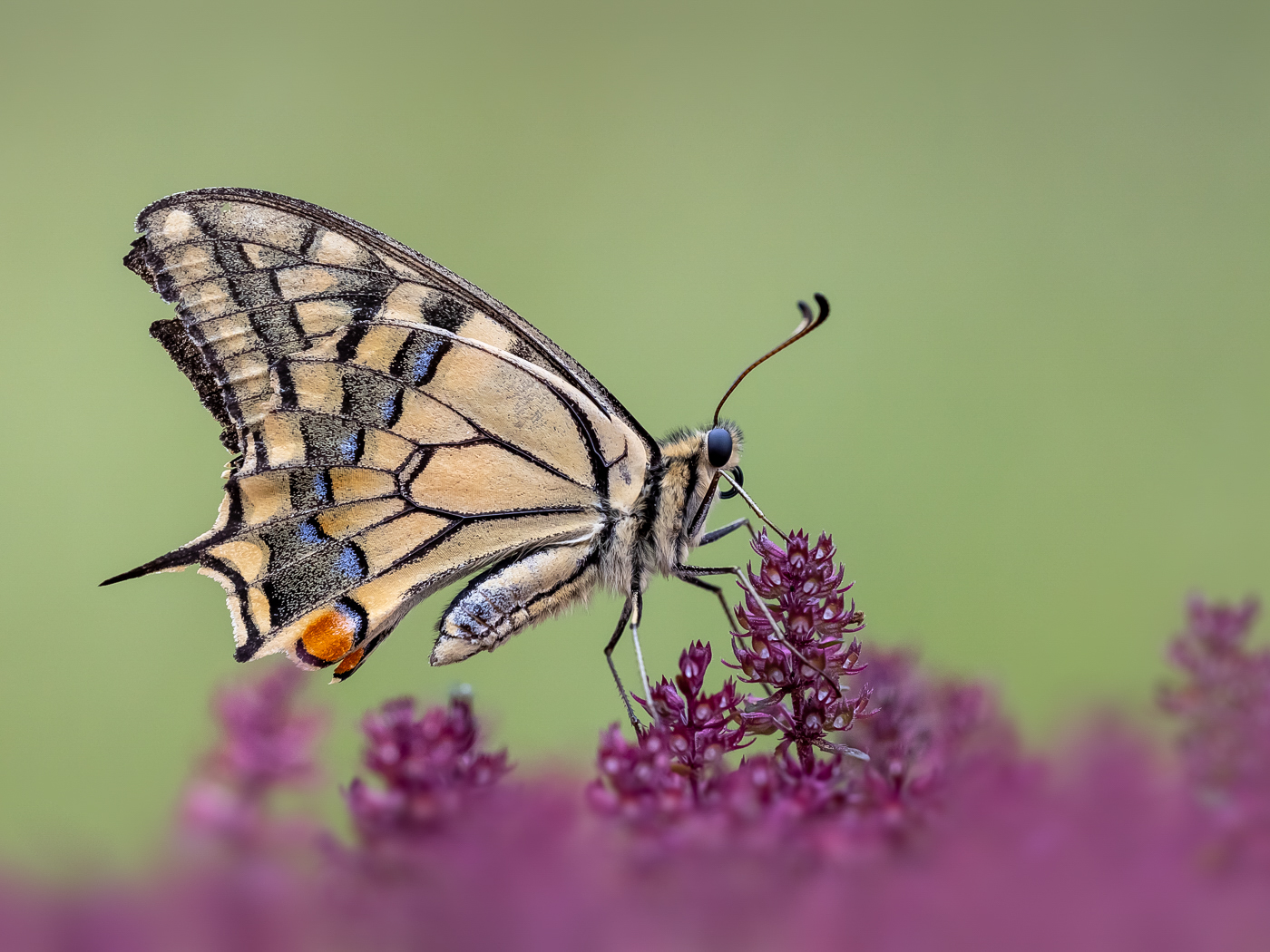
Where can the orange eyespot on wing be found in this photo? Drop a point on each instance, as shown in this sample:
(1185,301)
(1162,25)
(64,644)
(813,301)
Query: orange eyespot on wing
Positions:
(332,634)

------------

Filter the records for lines holding the string "wing". Copy each one.

■ TASK RESULT
Where can the orange eyespot on wing be found in this photo? Drop a point on each instance, as shown in this sample:
Query: orange eyespot on wing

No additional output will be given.